| WHAT TO WORK ON |
Below are some records; quote exactly the lines from the one that contains "Every instance of the potted plant gets" through the one that contains "Every instance of the large led screen gets", inclusive, and no others.

Stored data
↓
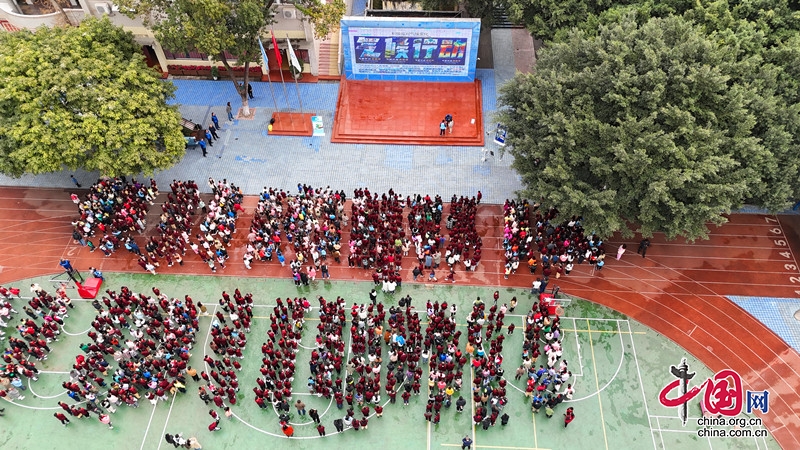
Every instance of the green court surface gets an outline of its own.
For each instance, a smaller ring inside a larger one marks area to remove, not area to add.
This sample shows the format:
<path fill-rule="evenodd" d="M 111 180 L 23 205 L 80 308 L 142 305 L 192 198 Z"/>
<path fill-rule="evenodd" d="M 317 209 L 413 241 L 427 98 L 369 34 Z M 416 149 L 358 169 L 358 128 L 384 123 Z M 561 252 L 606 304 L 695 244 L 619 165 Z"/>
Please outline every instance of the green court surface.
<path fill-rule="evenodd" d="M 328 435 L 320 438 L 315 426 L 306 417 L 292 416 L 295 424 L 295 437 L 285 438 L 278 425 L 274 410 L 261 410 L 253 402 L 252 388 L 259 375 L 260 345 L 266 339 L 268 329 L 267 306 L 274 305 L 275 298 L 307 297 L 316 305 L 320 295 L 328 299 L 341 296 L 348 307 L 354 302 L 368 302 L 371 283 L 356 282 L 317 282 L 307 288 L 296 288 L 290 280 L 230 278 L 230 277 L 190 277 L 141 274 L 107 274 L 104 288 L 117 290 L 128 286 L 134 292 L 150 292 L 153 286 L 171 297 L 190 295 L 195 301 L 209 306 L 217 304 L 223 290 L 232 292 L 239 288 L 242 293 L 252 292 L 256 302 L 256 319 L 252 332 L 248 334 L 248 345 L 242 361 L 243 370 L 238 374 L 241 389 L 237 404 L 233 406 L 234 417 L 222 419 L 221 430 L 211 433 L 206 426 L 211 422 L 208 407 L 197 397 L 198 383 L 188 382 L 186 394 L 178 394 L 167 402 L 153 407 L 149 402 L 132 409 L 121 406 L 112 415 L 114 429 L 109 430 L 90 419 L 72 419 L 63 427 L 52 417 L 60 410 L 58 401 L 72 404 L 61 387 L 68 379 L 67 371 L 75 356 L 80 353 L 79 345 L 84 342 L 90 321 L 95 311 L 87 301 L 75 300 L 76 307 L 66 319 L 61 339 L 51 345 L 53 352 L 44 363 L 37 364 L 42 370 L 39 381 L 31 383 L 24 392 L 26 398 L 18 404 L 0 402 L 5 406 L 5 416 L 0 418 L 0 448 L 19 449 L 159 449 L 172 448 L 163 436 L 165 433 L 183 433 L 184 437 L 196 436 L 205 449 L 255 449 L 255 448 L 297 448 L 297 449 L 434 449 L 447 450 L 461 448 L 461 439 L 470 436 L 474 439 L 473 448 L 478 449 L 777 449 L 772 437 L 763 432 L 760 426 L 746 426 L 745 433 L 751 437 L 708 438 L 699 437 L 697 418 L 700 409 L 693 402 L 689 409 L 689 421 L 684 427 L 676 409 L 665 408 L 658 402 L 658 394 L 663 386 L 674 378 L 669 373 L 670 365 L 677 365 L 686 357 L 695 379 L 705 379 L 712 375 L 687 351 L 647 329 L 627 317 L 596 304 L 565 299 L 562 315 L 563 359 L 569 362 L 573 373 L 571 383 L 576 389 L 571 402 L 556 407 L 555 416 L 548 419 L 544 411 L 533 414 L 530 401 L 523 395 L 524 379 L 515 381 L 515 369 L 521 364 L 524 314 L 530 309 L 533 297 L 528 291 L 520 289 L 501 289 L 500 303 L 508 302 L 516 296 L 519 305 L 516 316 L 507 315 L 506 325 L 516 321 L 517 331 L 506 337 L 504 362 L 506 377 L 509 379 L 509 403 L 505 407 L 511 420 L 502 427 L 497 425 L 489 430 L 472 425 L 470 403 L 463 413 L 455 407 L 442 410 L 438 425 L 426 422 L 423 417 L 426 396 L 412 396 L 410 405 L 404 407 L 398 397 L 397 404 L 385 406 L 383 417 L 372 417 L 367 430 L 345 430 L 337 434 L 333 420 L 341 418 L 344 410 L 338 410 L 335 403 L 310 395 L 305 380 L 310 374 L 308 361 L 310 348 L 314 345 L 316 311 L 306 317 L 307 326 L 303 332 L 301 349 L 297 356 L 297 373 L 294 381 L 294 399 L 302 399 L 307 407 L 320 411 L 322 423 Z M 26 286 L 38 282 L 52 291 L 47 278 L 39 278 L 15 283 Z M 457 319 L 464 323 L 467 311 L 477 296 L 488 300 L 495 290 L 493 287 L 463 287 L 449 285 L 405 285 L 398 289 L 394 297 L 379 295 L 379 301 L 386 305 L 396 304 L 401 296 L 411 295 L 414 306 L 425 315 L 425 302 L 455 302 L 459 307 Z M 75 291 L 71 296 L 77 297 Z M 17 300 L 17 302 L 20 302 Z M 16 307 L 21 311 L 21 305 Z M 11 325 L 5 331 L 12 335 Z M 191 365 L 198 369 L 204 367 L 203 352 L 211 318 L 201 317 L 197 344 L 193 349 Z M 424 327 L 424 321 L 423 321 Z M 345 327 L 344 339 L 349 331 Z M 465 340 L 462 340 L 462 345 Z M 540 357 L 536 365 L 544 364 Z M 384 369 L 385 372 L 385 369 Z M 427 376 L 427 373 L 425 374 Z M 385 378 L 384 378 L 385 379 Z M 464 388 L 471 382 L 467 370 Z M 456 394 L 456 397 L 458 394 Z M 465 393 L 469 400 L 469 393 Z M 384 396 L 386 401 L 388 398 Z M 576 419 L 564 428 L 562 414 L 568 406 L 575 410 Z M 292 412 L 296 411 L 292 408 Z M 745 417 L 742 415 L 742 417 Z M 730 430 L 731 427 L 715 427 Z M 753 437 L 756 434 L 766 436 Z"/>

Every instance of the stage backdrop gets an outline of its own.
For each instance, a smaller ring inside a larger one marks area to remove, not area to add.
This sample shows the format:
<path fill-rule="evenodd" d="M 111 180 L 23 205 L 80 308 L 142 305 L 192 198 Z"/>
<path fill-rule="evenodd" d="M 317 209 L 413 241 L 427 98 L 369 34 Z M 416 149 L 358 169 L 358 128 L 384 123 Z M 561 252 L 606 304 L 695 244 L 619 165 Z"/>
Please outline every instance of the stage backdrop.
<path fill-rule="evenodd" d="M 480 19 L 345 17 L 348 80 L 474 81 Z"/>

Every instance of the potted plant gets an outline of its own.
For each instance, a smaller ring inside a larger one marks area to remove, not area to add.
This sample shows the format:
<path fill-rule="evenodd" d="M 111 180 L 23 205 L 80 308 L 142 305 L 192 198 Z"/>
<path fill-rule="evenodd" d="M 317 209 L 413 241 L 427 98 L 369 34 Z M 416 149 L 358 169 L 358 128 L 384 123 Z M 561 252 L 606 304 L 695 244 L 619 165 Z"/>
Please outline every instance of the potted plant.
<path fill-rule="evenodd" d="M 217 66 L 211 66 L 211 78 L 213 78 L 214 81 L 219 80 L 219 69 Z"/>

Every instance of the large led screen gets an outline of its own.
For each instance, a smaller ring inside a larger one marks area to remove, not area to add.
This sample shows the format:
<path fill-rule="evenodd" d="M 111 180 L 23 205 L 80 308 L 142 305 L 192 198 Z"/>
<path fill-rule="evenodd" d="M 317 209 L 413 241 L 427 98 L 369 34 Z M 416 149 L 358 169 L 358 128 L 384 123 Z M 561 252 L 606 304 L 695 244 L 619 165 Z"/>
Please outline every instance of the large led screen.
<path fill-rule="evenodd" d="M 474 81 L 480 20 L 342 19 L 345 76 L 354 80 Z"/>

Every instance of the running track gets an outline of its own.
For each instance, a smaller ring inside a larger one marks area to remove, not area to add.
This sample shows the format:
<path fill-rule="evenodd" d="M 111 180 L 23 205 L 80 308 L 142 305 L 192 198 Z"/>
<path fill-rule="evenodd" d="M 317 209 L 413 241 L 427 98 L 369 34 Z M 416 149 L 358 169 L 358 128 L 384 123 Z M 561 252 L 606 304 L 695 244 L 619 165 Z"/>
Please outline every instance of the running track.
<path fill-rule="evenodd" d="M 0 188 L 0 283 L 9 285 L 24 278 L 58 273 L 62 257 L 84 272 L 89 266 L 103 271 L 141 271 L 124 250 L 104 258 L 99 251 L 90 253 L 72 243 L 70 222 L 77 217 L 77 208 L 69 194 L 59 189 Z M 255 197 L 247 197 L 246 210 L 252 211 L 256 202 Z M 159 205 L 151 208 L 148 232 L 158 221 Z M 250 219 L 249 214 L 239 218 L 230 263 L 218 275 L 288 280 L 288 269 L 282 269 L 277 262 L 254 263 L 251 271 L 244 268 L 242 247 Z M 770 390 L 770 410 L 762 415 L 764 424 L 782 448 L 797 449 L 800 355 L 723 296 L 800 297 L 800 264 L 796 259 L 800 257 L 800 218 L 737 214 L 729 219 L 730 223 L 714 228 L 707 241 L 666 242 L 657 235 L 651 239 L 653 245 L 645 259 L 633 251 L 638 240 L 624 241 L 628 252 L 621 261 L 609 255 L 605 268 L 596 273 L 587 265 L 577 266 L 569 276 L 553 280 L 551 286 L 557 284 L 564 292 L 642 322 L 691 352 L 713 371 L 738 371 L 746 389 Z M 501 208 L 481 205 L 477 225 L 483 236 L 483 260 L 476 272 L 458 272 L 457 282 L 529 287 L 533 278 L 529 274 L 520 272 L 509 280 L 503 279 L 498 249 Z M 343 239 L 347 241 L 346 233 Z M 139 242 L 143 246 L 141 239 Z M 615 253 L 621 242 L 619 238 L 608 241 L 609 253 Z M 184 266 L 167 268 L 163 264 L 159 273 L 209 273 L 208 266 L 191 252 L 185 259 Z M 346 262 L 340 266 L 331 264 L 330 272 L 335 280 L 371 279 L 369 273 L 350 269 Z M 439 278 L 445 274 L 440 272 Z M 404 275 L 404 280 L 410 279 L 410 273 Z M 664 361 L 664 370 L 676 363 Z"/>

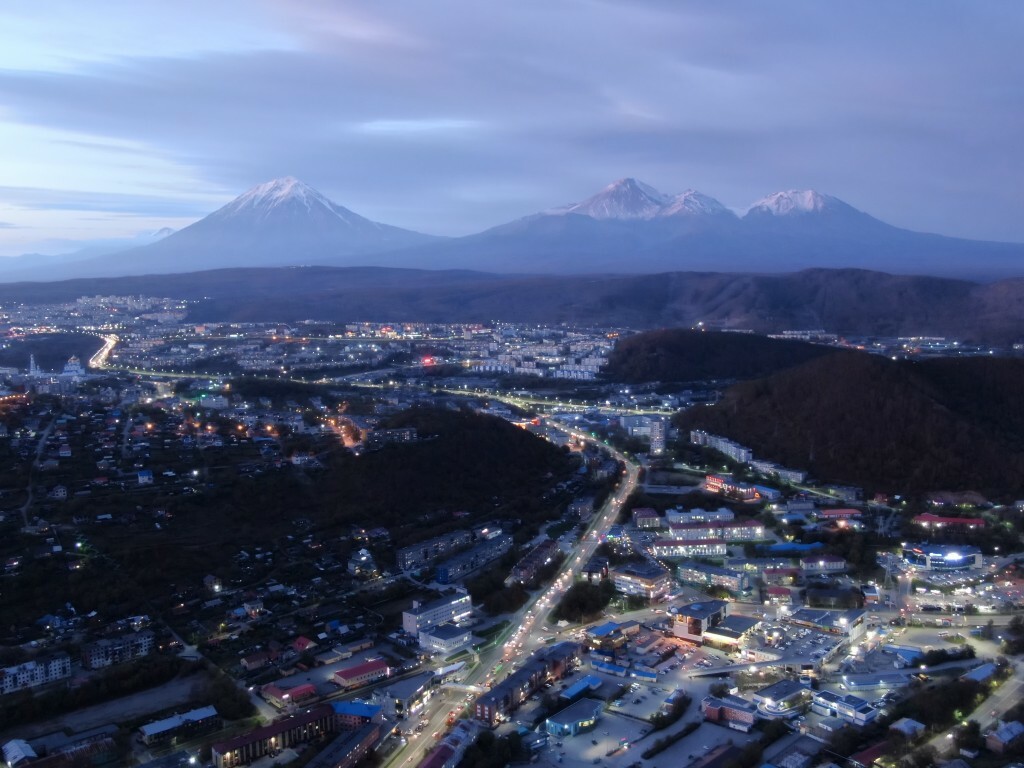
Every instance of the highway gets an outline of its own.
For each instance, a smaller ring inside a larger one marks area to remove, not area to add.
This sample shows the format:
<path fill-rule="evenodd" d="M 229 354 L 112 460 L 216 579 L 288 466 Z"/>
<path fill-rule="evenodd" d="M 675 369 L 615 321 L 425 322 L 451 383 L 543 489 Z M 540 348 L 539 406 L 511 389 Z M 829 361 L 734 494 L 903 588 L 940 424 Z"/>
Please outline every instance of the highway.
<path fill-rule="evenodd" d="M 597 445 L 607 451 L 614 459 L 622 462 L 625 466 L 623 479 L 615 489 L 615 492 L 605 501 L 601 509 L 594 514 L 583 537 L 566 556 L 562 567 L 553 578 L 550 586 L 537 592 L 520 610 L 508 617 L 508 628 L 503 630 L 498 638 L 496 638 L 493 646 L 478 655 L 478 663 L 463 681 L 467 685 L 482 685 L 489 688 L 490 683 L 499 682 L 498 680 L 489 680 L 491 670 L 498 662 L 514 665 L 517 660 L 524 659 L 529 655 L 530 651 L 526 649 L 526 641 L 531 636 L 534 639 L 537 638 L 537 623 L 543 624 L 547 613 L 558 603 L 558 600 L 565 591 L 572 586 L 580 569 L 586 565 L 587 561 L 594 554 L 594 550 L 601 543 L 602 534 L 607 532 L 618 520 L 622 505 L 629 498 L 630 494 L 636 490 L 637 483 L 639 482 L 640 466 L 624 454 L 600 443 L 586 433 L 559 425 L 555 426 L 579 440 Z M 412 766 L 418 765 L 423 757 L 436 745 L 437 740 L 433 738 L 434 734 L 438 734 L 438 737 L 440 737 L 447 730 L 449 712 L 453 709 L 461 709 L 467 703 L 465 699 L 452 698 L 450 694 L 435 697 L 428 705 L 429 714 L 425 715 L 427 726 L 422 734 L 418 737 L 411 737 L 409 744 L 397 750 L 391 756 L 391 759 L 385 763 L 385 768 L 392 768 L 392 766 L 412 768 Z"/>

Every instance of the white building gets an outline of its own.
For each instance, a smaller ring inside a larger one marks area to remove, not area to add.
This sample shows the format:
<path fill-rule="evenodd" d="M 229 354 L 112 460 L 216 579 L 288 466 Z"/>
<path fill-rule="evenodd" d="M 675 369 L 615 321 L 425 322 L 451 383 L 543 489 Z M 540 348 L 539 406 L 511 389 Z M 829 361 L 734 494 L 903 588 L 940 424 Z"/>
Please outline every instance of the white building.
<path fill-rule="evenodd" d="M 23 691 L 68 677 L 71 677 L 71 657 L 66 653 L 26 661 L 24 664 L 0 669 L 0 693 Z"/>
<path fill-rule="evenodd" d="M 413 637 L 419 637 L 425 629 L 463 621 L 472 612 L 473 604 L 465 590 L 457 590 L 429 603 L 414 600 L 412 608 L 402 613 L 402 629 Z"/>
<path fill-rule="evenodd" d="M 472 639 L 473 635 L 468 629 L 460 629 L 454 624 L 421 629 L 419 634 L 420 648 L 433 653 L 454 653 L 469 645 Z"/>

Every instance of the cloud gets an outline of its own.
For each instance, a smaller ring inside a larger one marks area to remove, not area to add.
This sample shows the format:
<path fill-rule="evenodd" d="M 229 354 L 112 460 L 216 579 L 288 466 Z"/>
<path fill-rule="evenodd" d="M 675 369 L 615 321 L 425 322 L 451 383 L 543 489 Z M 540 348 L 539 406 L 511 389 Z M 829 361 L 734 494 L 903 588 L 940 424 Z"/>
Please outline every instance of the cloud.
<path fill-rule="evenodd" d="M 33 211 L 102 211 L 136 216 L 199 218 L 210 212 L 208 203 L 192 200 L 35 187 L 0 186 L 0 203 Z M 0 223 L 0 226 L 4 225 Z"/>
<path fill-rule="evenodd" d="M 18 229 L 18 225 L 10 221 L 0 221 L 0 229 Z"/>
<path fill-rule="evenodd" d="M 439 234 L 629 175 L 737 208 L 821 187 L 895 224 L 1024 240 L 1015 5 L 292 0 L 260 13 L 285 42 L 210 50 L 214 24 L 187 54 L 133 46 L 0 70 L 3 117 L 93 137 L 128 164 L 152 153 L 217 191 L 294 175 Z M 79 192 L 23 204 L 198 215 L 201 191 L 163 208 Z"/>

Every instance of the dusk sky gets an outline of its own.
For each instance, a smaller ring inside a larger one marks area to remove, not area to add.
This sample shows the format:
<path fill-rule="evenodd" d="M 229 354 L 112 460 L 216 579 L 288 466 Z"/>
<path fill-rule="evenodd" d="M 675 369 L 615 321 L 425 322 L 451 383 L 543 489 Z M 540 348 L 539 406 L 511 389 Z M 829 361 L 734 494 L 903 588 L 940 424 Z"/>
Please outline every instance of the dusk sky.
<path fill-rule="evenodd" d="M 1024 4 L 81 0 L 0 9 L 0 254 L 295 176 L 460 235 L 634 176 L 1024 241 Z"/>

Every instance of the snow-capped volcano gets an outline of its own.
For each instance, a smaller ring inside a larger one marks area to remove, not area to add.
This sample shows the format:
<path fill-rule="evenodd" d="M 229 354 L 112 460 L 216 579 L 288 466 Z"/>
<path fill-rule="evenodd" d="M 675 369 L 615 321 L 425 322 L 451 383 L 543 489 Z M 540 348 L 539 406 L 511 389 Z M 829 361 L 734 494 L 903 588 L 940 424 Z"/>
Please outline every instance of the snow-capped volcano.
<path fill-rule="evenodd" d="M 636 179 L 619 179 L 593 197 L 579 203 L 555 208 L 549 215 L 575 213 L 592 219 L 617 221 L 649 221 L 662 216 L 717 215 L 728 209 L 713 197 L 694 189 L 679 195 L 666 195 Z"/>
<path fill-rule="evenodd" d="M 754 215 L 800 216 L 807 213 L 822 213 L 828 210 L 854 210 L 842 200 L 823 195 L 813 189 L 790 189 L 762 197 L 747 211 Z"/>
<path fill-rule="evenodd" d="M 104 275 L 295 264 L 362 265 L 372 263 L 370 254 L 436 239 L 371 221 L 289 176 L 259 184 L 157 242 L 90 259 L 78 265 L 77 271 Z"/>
↑
| EXERCISE ANSWER |
Every instance of the potted plant gets an outline of its own.
For each instance, a smaller ring inside a larger one marks area to remove, not area to add.
This sample shows the format:
<path fill-rule="evenodd" d="M 111 180 L 23 205 L 80 308 L 142 305 L 192 198 Z"/>
<path fill-rule="evenodd" d="M 317 209 L 413 241 L 427 98 L 369 34 Z M 416 149 L 358 169 L 358 128 L 384 123 Z M 561 252 L 606 304 L 695 244 L 619 165 Z"/>
Please outline every instance of the potted plant.
<path fill-rule="evenodd" d="M 217 66 L 211 66 L 211 78 L 213 78 L 214 81 L 219 80 L 219 69 Z"/>

Every instance of the large led screen gets an outline of its own.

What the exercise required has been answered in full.